▶ [WHAT YOU ARE ASKED TO DO]:
Would you copy only the lines below, beginning with the one that contains "Target: player's leg" and running through the last entry line?
————————
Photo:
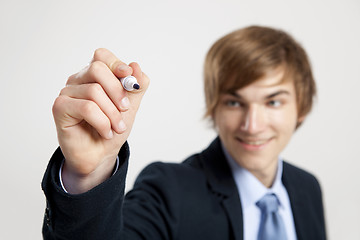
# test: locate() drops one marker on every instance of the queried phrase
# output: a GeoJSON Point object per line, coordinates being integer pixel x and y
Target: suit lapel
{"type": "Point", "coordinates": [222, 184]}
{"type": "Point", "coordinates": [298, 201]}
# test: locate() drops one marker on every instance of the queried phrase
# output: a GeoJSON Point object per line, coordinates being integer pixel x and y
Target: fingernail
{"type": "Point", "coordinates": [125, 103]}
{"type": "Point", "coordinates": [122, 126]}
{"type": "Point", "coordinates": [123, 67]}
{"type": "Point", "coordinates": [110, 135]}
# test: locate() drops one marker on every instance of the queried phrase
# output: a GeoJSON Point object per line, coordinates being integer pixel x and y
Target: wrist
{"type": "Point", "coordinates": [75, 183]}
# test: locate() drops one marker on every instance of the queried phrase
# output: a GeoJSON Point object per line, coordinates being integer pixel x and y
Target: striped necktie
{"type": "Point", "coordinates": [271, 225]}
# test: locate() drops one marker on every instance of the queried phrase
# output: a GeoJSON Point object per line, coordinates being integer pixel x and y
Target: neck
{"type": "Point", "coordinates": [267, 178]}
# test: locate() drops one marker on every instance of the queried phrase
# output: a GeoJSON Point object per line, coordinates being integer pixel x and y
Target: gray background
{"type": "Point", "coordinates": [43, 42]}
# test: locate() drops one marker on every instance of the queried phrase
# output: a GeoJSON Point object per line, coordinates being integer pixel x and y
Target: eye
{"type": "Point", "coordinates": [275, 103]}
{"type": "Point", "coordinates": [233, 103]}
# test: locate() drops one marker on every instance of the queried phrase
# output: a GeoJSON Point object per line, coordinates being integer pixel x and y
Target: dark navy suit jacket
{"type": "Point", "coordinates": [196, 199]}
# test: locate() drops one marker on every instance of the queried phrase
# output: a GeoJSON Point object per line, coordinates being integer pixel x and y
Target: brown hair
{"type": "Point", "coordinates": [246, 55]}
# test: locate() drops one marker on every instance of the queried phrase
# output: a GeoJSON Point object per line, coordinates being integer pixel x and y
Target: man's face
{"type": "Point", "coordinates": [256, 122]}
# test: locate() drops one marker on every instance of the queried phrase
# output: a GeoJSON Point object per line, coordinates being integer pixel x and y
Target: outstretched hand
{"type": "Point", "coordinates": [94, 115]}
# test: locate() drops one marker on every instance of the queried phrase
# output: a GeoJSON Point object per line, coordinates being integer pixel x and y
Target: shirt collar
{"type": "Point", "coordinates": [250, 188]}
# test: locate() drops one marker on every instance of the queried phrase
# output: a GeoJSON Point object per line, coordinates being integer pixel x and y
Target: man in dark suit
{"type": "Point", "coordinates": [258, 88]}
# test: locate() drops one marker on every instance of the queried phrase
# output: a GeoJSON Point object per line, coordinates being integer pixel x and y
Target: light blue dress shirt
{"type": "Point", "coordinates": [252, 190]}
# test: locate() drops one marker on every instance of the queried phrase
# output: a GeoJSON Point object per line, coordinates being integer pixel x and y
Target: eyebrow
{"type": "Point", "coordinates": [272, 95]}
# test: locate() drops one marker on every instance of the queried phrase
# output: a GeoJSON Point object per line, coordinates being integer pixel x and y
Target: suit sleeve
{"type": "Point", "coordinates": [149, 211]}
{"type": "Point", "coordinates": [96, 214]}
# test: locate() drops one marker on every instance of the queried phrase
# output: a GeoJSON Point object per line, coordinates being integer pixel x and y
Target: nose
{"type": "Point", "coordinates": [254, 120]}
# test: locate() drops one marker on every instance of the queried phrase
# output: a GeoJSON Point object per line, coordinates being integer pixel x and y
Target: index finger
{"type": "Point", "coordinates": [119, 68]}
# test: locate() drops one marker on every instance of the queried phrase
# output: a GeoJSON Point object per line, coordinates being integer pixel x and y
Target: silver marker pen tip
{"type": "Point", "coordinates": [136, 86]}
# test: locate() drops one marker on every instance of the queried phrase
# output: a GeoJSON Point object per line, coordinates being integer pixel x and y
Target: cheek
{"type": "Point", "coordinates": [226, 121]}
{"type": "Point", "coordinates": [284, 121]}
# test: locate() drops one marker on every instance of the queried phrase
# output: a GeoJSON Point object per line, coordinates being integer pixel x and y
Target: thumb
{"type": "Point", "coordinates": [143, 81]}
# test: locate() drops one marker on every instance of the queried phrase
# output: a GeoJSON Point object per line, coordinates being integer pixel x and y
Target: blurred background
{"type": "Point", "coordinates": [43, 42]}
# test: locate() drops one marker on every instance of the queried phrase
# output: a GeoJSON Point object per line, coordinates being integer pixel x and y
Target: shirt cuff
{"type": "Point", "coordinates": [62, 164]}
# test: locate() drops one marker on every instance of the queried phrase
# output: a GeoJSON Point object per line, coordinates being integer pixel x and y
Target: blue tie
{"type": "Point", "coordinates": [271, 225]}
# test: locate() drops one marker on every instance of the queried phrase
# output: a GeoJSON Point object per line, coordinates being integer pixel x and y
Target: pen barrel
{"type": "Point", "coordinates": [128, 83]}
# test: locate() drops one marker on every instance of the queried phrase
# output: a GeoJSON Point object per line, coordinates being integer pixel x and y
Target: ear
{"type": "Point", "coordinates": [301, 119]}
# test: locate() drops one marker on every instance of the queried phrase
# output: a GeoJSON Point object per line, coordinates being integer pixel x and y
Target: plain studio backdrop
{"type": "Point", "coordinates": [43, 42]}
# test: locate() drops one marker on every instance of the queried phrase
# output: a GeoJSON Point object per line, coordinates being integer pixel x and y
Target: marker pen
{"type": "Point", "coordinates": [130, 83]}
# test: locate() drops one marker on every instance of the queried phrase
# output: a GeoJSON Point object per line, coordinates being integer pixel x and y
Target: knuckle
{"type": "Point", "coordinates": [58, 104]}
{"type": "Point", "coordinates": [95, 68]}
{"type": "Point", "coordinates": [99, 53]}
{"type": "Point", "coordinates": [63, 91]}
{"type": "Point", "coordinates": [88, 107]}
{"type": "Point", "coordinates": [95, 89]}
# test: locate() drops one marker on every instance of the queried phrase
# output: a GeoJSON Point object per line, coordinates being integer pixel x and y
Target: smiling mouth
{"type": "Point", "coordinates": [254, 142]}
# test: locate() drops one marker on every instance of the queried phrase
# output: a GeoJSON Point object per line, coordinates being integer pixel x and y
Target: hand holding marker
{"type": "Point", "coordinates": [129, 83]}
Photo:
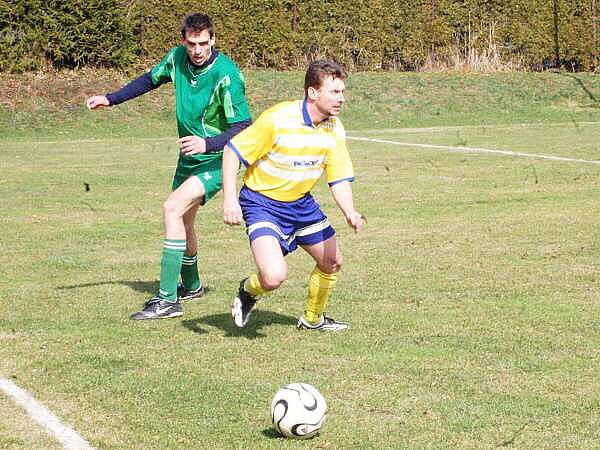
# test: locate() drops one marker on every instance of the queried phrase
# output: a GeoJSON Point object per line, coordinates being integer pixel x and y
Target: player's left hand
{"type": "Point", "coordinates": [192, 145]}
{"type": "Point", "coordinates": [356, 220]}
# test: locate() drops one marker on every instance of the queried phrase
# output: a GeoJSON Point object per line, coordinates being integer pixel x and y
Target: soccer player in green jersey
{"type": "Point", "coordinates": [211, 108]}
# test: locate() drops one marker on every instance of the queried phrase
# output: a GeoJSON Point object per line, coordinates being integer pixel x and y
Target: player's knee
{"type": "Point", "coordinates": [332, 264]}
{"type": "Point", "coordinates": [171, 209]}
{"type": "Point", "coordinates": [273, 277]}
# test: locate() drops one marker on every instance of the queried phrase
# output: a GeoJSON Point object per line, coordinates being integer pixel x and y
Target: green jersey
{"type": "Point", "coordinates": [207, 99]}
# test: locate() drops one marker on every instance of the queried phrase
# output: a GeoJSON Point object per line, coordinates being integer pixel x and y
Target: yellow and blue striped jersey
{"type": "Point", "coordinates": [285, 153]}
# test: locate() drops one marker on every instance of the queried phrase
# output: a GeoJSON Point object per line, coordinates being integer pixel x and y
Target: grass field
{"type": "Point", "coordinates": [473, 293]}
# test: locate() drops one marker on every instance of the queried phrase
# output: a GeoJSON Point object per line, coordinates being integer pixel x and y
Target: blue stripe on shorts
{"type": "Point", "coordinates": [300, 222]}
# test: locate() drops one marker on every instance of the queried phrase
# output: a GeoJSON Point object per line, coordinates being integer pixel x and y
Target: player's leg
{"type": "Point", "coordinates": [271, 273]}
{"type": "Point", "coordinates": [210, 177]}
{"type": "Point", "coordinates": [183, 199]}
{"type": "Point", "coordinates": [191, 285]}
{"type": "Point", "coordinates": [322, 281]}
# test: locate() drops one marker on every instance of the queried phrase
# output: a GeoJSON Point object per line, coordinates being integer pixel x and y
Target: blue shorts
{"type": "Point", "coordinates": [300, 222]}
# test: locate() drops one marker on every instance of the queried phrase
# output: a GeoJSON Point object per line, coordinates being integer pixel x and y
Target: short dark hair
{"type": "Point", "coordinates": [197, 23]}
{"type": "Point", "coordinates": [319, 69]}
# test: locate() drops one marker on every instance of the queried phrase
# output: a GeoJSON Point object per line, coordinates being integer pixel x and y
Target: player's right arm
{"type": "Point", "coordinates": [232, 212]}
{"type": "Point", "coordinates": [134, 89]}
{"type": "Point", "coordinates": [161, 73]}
————————
▶ [RESPONSE TO THIS EXERCISE]:
Target: player's leg
{"type": "Point", "coordinates": [271, 273]}
{"type": "Point", "coordinates": [210, 177]}
{"type": "Point", "coordinates": [183, 199]}
{"type": "Point", "coordinates": [191, 285]}
{"type": "Point", "coordinates": [322, 281]}
# test: locate() drops one marker on every instance of the queried phrase
# output: a GeoJSON Point object per line, coordinates being integer pixel x and y
Target: blue shorts
{"type": "Point", "coordinates": [300, 222]}
# test: locate() drops one marker on every instance of the queried phrase
# output: a GeoJSON Point object per line, coordinates being integer pixel x and y
Target: short dark hair
{"type": "Point", "coordinates": [197, 23]}
{"type": "Point", "coordinates": [319, 69]}
# test: locate() drops one marker on every instance of the queried phrase
# output: a GeoJSON Point object per line, coordinates being integer pixel x and y
Target: player's right arm
{"type": "Point", "coordinates": [232, 212]}
{"type": "Point", "coordinates": [134, 89]}
{"type": "Point", "coordinates": [161, 73]}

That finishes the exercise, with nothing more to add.